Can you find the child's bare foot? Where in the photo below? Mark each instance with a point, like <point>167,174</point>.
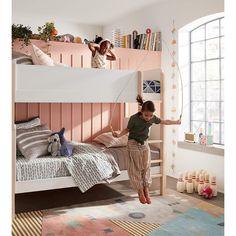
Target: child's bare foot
<point>141,196</point>
<point>147,196</point>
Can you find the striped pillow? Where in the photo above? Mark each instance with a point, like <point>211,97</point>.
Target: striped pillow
<point>33,142</point>
<point>21,58</point>
<point>28,123</point>
<point>108,140</point>
<point>41,58</point>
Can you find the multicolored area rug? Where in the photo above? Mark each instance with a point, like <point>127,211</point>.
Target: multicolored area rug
<point>174,214</point>
<point>29,224</point>
<point>120,216</point>
<point>204,219</point>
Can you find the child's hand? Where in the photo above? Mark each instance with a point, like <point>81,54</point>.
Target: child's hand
<point>178,122</point>
<point>114,134</point>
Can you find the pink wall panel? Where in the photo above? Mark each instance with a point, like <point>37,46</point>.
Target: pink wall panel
<point>83,121</point>
<point>76,121</point>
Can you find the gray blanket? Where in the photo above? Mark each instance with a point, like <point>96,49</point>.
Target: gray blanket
<point>89,165</point>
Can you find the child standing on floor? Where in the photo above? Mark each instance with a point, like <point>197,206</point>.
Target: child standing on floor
<point>139,161</point>
<point>101,51</point>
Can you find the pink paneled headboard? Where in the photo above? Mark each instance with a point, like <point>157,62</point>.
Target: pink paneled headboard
<point>83,121</point>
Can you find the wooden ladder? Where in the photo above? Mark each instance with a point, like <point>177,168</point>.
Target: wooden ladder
<point>160,175</point>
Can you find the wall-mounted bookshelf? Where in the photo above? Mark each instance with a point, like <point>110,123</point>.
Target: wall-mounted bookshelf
<point>145,41</point>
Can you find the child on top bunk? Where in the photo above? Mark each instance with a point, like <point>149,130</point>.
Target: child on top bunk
<point>101,51</point>
<point>139,161</point>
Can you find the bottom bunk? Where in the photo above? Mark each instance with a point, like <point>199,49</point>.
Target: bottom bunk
<point>47,173</point>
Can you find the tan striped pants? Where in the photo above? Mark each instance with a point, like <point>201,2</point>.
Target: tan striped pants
<point>139,165</point>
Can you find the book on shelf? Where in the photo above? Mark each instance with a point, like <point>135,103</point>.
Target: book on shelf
<point>151,41</point>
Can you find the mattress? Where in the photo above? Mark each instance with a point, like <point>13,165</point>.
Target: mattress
<point>53,167</point>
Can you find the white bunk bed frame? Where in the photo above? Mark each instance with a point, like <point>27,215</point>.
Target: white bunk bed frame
<point>33,83</point>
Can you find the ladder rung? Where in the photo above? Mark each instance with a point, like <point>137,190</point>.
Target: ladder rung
<point>155,161</point>
<point>156,175</point>
<point>155,141</point>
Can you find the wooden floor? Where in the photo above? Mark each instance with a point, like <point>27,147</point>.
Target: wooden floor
<point>70,196</point>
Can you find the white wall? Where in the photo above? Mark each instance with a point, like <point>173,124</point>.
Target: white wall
<point>62,25</point>
<point>159,17</point>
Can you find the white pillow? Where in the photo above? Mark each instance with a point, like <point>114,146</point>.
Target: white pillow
<point>41,58</point>
<point>109,141</point>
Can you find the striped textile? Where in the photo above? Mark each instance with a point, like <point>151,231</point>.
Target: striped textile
<point>136,228</point>
<point>28,124</point>
<point>109,141</point>
<point>45,167</point>
<point>27,224</point>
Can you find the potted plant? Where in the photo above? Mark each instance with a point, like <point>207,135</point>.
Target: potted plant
<point>47,32</point>
<point>23,33</point>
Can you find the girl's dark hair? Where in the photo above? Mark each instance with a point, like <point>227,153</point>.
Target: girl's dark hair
<point>98,39</point>
<point>146,106</point>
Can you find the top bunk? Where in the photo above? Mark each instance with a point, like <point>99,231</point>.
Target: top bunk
<point>49,84</point>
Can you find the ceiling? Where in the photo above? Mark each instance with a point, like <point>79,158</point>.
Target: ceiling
<point>87,12</point>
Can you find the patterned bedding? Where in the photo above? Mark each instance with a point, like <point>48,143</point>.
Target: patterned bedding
<point>48,167</point>
<point>89,165</point>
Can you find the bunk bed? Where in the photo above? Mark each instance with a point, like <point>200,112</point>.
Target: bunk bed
<point>44,84</point>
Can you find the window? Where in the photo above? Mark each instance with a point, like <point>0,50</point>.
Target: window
<point>207,78</point>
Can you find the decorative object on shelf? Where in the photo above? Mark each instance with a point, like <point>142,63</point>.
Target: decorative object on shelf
<point>200,185</point>
<point>197,181</point>
<point>149,41</point>
<point>206,180</point>
<point>21,32</point>
<point>185,178</point>
<point>67,38</point>
<point>209,134</point>
<point>207,192</point>
<point>77,40</point>
<point>116,38</point>
<point>203,140</point>
<point>151,86</point>
<point>180,184</point>
<point>189,184</point>
<point>47,32</point>
<point>148,31</point>
<point>214,186</point>
<point>189,137</point>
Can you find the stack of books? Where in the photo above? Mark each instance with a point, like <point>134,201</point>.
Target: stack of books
<point>116,38</point>
<point>151,41</point>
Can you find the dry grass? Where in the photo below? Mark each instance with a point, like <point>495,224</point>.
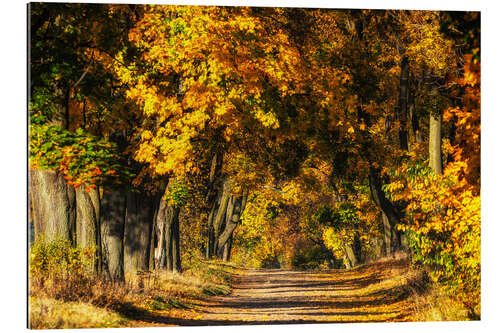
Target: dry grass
<point>46,313</point>
<point>94,302</point>
<point>426,299</point>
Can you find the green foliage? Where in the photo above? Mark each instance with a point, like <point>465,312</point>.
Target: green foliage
<point>81,157</point>
<point>58,260</point>
<point>178,192</point>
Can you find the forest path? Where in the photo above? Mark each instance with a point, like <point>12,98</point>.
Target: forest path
<point>369,293</point>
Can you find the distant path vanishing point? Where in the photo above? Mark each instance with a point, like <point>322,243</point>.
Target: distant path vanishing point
<point>276,296</point>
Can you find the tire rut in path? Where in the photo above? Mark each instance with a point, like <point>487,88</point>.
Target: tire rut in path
<point>285,296</point>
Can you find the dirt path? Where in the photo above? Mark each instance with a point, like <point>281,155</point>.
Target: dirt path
<point>366,294</point>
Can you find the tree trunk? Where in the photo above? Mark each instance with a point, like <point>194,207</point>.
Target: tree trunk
<point>168,237</point>
<point>227,249</point>
<point>389,211</point>
<point>213,197</point>
<point>112,228</point>
<point>402,109</point>
<point>435,143</point>
<point>387,234</point>
<point>138,228</point>
<point>235,208</point>
<point>54,204</point>
<point>415,122</point>
<point>175,240</point>
<point>87,223</point>
<point>351,256</point>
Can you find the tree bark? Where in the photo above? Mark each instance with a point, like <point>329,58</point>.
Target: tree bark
<point>235,209</point>
<point>138,229</point>
<point>389,211</point>
<point>387,234</point>
<point>415,122</point>
<point>435,143</point>
<point>168,237</point>
<point>112,229</point>
<point>175,240</point>
<point>54,204</point>
<point>350,255</point>
<point>402,109</point>
<point>87,223</point>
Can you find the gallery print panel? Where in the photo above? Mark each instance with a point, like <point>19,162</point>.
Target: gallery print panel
<point>230,165</point>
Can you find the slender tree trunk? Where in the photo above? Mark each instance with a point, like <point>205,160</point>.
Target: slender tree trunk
<point>54,210</point>
<point>141,208</point>
<point>235,209</point>
<point>389,211</point>
<point>112,229</point>
<point>160,230</point>
<point>213,199</point>
<point>351,256</point>
<point>227,249</point>
<point>387,234</point>
<point>87,223</point>
<point>169,237</point>
<point>402,109</point>
<point>435,143</point>
<point>175,243</point>
<point>415,122</point>
<point>210,231</point>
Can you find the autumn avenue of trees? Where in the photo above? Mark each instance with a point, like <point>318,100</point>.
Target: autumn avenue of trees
<point>271,135</point>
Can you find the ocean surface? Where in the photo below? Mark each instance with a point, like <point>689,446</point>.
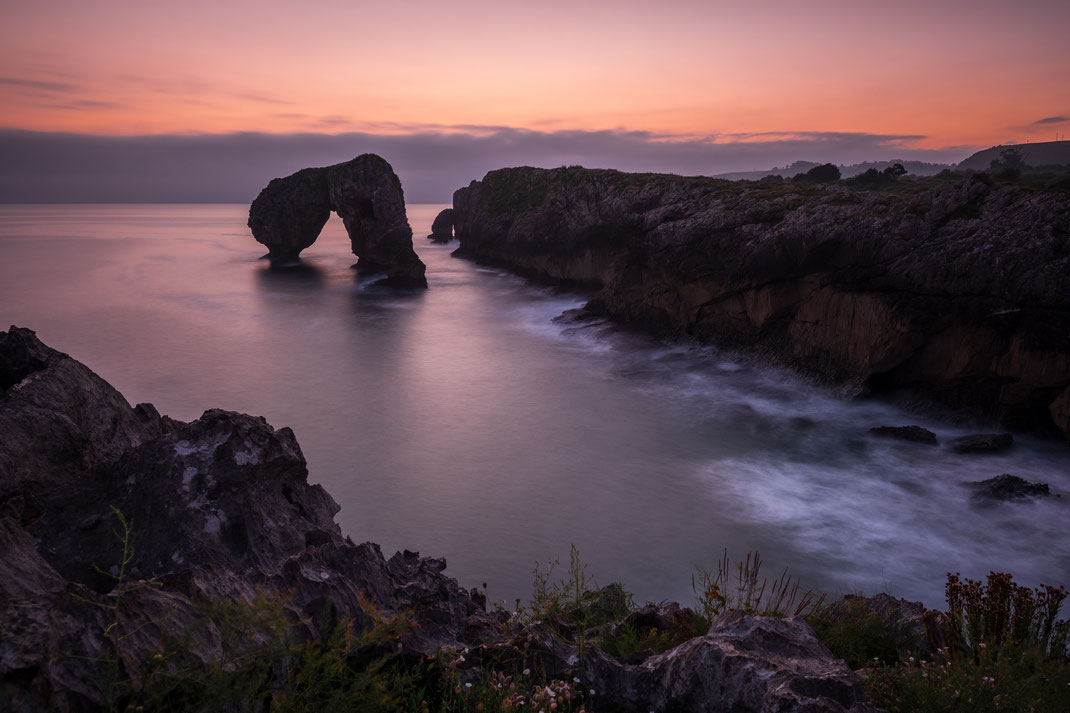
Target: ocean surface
<point>465,422</point>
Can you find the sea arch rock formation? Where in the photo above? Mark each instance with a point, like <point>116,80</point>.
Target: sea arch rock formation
<point>289,213</point>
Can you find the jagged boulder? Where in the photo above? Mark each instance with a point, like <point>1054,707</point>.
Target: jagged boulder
<point>1008,487</point>
<point>913,434</point>
<point>290,212</point>
<point>442,228</point>
<point>981,443</point>
<point>220,510</point>
<point>744,663</point>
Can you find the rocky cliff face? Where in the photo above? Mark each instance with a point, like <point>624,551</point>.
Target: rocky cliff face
<point>958,293</point>
<point>222,510</point>
<point>289,213</point>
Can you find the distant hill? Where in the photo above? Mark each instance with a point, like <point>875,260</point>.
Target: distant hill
<point>915,167</point>
<point>1046,153</point>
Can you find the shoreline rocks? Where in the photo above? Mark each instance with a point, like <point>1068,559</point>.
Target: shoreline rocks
<point>1008,487</point>
<point>982,443</point>
<point>954,293</point>
<point>290,212</point>
<point>442,228</point>
<point>913,434</point>
<point>222,511</point>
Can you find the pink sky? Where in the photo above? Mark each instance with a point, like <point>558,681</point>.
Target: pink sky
<point>961,73</point>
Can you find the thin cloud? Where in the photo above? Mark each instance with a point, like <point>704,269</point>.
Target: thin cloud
<point>55,167</point>
<point>57,87</point>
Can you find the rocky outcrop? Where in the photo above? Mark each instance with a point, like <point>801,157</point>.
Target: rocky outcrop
<point>220,507</point>
<point>981,443</point>
<point>744,663</point>
<point>220,510</point>
<point>958,293</point>
<point>290,212</point>
<point>1008,487</point>
<point>442,228</point>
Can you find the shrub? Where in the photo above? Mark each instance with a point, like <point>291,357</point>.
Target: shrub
<point>998,648</point>
<point>747,591</point>
<point>823,173</point>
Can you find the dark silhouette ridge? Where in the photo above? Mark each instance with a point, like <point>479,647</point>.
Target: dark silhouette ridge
<point>290,212</point>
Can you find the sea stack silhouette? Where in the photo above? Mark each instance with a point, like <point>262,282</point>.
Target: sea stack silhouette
<point>288,215</point>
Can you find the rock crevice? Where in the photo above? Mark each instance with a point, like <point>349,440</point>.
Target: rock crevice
<point>290,212</point>
<point>953,293</point>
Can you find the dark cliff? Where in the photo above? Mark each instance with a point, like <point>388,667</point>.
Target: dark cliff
<point>290,212</point>
<point>223,512</point>
<point>950,292</point>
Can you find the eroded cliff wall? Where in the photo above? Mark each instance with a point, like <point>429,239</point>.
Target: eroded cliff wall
<point>954,291</point>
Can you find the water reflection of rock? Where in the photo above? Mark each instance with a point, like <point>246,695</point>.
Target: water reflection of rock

----------------

Copy exactly the lines above, from the one containing "Can you find the pink sky?" through the very last line.

Can you find the pink sky? Where in the photo above? Mark each instance with a point, like <point>558,681</point>.
Target: pink sky
<point>961,73</point>
Can you find the thin cloud? Where in the photo above? Mark each instance with a point, like <point>704,269</point>.
Target: thin cloud
<point>55,167</point>
<point>57,87</point>
Can you find the rocky outcrop? Where in the photo above? Mark each instance with a point, like <point>801,157</point>.
Target: rocky outcrop
<point>220,507</point>
<point>981,443</point>
<point>744,663</point>
<point>220,510</point>
<point>958,293</point>
<point>290,212</point>
<point>1008,487</point>
<point>442,228</point>
Can you find the shrub? Where in the photo above? Mark each instance with a point, like <point>291,357</point>.
Target: shrub
<point>998,648</point>
<point>747,591</point>
<point>823,173</point>
Can you find the dark silhouette ridge? Where in the photo above? Mark each instance with a point, like <point>479,647</point>.
Target: dark silhouette ridge
<point>290,212</point>
Can you find the sea stack silhouette? Where in the photo above? Mark each instance with a point, like <point>262,282</point>.
Target: sea stack silhouette
<point>288,215</point>
Can you find the rock crevice? Where in the photo above? Mark each instance with a point, like <point>349,440</point>.
Target: rock crevice
<point>290,212</point>
<point>953,293</point>
Can you find the dark cliff? Where in the photo above? Mark each instance with a point, like <point>388,667</point>.
Target: dark cliff
<point>290,212</point>
<point>223,512</point>
<point>950,292</point>
Can you find the eroded cliff wall? Where in the photo above? Mark each instance with a point, like <point>429,239</point>.
Target: eroded cliff wall
<point>954,291</point>
Can you find the water reflection of rock? Where in the photo above? Mark each instance with a point, like <point>246,695</point>.
Target: water reflection of rock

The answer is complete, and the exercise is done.